**** Document text
Mineral interests, which include ownership of natural gas deposits, constitute tangible |9real property. See Sorkin v. Myers, 216 Ark. 908, 227 S.W.2d 958 (1950); Ark.Code Ann. § 26-26-1110 (Repl.1997 & Supp.2011). Therefore, county assessors are left to determine the value of gas deposits so that the tax may be applied “equally] and uniform[ly].” Ark. Const, art. 16, § 5(a). The legislature provides guidance in Ark.Code Ann. § 26-26-1110(c), which provides:

(1) Because of the difficulty of ascertaining the value of a nonproducing mineral right and in order to ensure equal and uniform taxation throughout a state, a nonproducing mineral right has zero (0) value for the purpose of property tax assessment and is included in the value of the fee simple interest assessed.

Therefore, the gas that remains as a mineral in the ground is valued at zero, but a value is assessed for tax purposes if it is produced and sold. As noted in the complaint, there is an equation used for the assessment based on values gathered at the mineral’s point of sale.
********
Complete the following
1: In the mineral-tax passage, what value does a nonproducing mineral right have for property tax assessment?
2: Pick up the mineral-tax passage after its last sentence and carry it further.
The material that comes after this text isn't needed for anything here.
**** Data section
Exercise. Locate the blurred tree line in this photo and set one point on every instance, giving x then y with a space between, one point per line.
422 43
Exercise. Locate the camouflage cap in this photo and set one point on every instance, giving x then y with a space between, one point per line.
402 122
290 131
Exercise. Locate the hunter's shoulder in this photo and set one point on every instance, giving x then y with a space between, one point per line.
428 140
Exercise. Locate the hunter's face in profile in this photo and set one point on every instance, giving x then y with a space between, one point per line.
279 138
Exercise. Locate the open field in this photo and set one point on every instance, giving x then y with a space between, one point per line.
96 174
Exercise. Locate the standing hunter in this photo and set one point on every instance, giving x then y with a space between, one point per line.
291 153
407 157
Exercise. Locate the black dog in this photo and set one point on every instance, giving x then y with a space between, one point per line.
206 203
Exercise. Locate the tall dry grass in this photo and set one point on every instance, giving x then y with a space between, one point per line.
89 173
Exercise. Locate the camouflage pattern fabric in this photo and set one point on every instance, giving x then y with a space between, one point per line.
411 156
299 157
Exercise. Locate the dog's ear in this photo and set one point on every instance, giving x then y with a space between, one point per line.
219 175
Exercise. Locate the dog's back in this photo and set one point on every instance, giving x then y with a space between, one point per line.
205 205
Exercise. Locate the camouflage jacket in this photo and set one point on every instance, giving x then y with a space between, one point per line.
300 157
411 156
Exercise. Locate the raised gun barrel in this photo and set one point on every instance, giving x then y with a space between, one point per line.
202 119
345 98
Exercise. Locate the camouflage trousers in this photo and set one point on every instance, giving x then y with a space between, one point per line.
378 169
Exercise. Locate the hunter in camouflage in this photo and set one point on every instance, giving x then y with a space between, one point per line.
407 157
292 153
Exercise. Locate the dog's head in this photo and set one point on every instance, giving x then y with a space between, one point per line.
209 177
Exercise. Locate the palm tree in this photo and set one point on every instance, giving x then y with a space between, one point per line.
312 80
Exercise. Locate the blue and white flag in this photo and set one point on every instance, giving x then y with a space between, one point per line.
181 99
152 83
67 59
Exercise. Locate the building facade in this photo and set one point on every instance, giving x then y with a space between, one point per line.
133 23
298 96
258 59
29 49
********
Answers for this exercise
1: It has zero (0) value and is included in the value of the fee simple interest assessed.

2:
A review of the Taxpayers’ first-amended complaint reveals that the crux of their argument was that the tax assessed against them is illegal because of when it is assessed — at the point of sale. The Taxpayers argue that to value the gas for an ad valorem tax based upon a price at a distant market, after it is separated from the ground, is a misapplication of an ad valorem tax and greatly distorts the value to the prejudice of the landowner because, at that point, the value of the gas has been enhanced by capture, treatment and transportation to a point of sale. The Taxpayers’ claim and their argument on appeal, however, ignore our well-settled precedent. This court has strictly adhered to the rule that “if the taxes complained of are not themselves illegal, a suit for illegal exaction will not lie” and that “a flaw in the assessment or collection procedure, no matter how serious from the taxpayer’s point of view, 11fldoes not make the exaction itself illegal.” Hambay v. Williams, 373 Ark. 532, 535, 285 S.W.3d 239, 241-42 (2008) (quoting Pockrus v. Bella Vista Village Prop. Owners Ass’n, 316 Ark. 468, 472, 872 S.W.2d 416, 418 (1994)).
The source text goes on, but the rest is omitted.